ちょっと違う「詐欺事件」

●「ロマンス詐欺グループ」の一員になった女性警官が逮捕されたというニュースがありました。佐賀県警捜査2課に詐欺容疑で逮捕されたこの女は大阪府警西成署刑事課薬物対策係の25歳の巡査です。
彼女を含む一味は今年7月24日~8月7日、SNSでカナダ人男性医師を装い、佐賀県小城市に住む50代女性に対し「イエメンの病院で患者の世話をしているが、母が入院したため航空券が必要です」「自分の銀行口座にうまくアクセスできない」「イエメンからカナダまでの航空券は日本円で20万円です」などのウソのメッセージを送り20万円を銀行口座に振り込ませました。さらに8月下旬~9月7日、今度は埼玉県川越市の60代女性に対し日本人男性ファッションモデルに成りすまし、「タイにいて個人的なコンテストで優勝して賞金5億円を手に入れた」「事務所に見つからないようにあなたの家に送りたい」「一時的に運送会社に配送料を払って欲しい」と虚偽のDMを送信し70万円を銀行口座に振り込ませていました。
その後8月21日になり「SNSで知り合ったカナダ人がトルコ警察に拘束された。解放するためにお金が必要だが、どうすればいいですか」と佐賀の女性から県警に相談があり事件が発覚しましたが、自分が騙されているとも知らず実際には存在しないカナダ人男性医師の心配をする女性が哀れでなりません。
警察が調べると佐賀県の女性は20万円を含む約150万円、埼玉県の女性は70万円を含む約1140万円をこのロマンス詐欺グループにだまし取られていたことがわかりました。被害者は50代、60代と一般的には分別のある年齢とされますが、まさに「恋は盲目」とはよくいったものでいちど愛してしまったことによりもう周りは一切見えなくなってしまったのでしょう。それだけに純真な「乙女心」に付け込む卑劣な犯罪は許すことが出来ません。

作業要件. 上の詐欺事件の本文のうち、「ちょっと違う「詐欺事件」」で始まり「口座に振り込ませていました。」で終わる部分を、「航空券」を「渡航チケット」に置き換えて書き出してください。

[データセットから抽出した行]
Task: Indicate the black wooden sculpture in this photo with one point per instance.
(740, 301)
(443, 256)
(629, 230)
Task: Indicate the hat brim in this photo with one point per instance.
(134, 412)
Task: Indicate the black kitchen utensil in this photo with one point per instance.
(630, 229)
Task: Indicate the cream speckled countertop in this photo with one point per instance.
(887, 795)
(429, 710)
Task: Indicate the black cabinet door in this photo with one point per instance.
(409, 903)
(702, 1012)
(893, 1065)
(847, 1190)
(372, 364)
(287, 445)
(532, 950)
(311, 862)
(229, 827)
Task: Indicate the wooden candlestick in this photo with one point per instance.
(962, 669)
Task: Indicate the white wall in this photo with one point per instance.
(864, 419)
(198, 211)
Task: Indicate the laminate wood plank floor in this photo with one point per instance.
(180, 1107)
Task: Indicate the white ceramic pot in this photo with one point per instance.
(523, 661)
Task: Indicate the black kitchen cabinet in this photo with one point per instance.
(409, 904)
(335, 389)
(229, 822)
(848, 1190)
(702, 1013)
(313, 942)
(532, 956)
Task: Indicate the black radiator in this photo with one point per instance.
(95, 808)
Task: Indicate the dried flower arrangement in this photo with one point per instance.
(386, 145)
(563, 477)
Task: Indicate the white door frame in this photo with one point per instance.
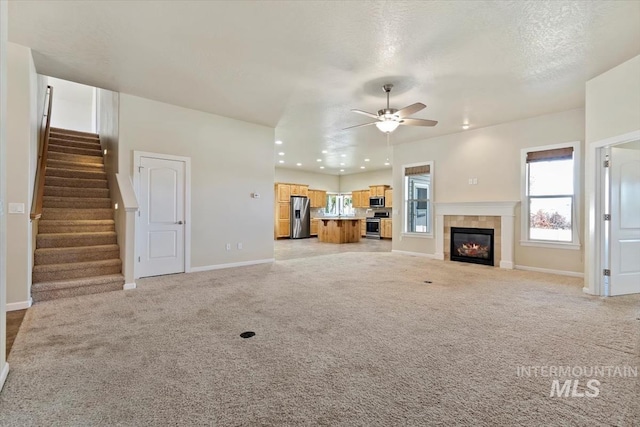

出力結果.
ちょっと違う「詐欺事件」

●「ロマンス詐欺グループ」の一員になった女性警官が逮捕されたというニュースがありました。佐賀県警捜査2課に詐欺容疑で逮捕されたこの女は大阪府警西成署刑事課薬物対策係の25歳の巡査です。
彼女を含む一味は今年7月24日~8月7日、SNSでカナダ人男性医師を装い、佐賀県小城市に住む50代女性に対し「イエメンの病院で患者の世話をしているが、母が入院したため渡航チケットが必要です」「自分の銀行口座にうまくアクセスできない」「イエメンからカナダまでの渡航チケットは日本円で20万円です」などのウソのメッセージを送り20万円を銀行口座に振り込ませました。さらに8月下旬~9月7日、今度は埼玉県川越市の60代女性に対し日本人男性ファッションモデルに成りすまし、「タイにいて個人的なコンテストで優勝して賞金5億円を手に入れた」「事務所に見つからないようにあなたの家に送りたい」「一時的に運送会社に配送料を払って欲しい」と虚偽のDMを送信し70万円を銀行口座に振り込ませていました。